GIVEN INSTRUCTION: Put the listing below into a numbered list with one line per item, and omit the blank lines.

RECORDS SHOWN:
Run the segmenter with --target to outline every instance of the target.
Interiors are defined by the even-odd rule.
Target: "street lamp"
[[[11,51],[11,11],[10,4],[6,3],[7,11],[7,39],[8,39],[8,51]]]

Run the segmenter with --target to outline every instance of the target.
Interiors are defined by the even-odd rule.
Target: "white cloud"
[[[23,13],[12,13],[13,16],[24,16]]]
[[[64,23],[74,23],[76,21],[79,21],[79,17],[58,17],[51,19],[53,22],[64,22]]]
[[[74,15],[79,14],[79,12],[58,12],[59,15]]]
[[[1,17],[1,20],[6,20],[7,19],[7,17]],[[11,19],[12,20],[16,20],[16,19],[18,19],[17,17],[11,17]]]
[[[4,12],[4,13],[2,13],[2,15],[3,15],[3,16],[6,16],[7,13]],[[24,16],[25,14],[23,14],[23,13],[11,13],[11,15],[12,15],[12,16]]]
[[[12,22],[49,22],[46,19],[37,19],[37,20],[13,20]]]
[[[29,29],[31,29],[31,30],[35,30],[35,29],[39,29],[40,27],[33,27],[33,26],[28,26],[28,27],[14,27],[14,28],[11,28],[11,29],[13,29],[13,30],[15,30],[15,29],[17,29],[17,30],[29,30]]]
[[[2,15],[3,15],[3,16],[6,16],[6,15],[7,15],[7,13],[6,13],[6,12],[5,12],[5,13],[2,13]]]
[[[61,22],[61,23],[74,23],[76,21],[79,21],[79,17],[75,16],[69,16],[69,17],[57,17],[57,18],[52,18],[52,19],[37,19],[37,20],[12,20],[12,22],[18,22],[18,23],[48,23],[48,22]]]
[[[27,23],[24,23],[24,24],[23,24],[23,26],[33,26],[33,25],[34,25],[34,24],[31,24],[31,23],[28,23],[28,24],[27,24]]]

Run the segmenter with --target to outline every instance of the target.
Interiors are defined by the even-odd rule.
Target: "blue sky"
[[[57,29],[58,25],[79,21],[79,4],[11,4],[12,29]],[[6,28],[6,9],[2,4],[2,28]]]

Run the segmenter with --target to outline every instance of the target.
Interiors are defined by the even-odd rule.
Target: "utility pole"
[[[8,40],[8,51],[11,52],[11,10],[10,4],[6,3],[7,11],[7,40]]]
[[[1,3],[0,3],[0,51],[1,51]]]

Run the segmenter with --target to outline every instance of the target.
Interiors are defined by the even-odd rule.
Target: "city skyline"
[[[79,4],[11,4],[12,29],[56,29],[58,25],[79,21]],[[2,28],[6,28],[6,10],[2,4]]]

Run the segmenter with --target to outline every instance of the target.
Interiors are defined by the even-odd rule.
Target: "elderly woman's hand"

ANSWER FOR THIS EXERCISE:
1. Run the segmenter with --target to outline every instance of the target.
2. Interiors are defined by the even-odd rule.
3. Target: "street lamp"
4. [[[11,51],[11,11],[10,4],[6,3],[7,11],[7,39],[8,39],[8,51]]]
5. Run the segmenter with --target to outline every instance of the target.
6. Interiors are defined by the even-odd rule.
7. Target: "white cloud"
8. [[[23,13],[12,13],[13,16],[24,16]]]
9. [[[64,23],[74,23],[76,21],[79,21],[79,17],[58,17],[51,19],[53,22],[64,22]]]
10. [[[74,15],[79,14],[79,12],[58,12],[59,15]]]
11. [[[1,17],[1,20],[6,20],[7,19],[7,17]],[[11,19],[12,20],[16,20],[16,19],[18,19],[17,17],[11,17]]]
12. [[[4,12],[4,13],[2,13],[2,15],[3,15],[3,16],[6,16],[7,13]],[[24,16],[25,14],[23,14],[23,13],[11,13],[11,15],[12,15],[12,16]]]
13. [[[12,22],[49,22],[46,19],[37,19],[37,20],[13,20]]]
14. [[[29,29],[31,29],[31,30],[35,30],[35,29],[39,29],[40,27],[33,27],[33,26],[28,26],[28,27],[14,27],[14,28],[11,28],[11,29],[13,29],[13,30],[15,30],[15,29],[17,29],[17,30],[29,30]]]
15. [[[2,15],[3,15],[3,16],[6,16],[6,15],[7,15],[7,13],[6,13],[6,12],[5,12],[5,13],[2,13]]]
16. [[[61,22],[61,23],[74,23],[76,21],[79,21],[79,17],[75,16],[69,16],[69,17],[57,17],[57,18],[52,18],[52,19],[37,19],[37,20],[12,20],[12,22],[18,22],[18,23],[48,23],[48,22]]]
17. [[[27,23],[24,23],[24,24],[23,24],[23,26],[33,26],[33,25],[34,25],[34,24],[31,24],[31,23],[28,23],[28,24],[27,24]]]
18. Run the segmenter with --target to outline every instance of the target.
19. Interiors are defined by the even-odd rule.
20. Target: "blue sky"
21. [[[57,29],[58,25],[79,21],[79,4],[11,4],[12,29]],[[6,28],[6,9],[2,4],[2,28]]]
22. Run the segmenter with --target to outline every instance of the target.
23. Interiors are defined by the even-odd rule.
24. Target: "utility pole"
25. [[[8,40],[8,51],[11,52],[11,10],[10,4],[6,3],[7,11],[7,40]]]
26. [[[1,3],[0,3],[0,51],[1,51]]]
27. Run the segmenter with --target to outline every instance of the target.
28. Interiors are defined by the even-odd rule.
29. Target: "city skyline"
30. [[[79,4],[11,4],[12,29],[56,29],[58,25],[79,21]],[[2,28],[6,28],[6,10],[2,4]]]
31. Run the segmenter with --target to outline every instance of the target.
32. Interiors are defined by the even-odd rule.
33. Target: "elderly woman's hand"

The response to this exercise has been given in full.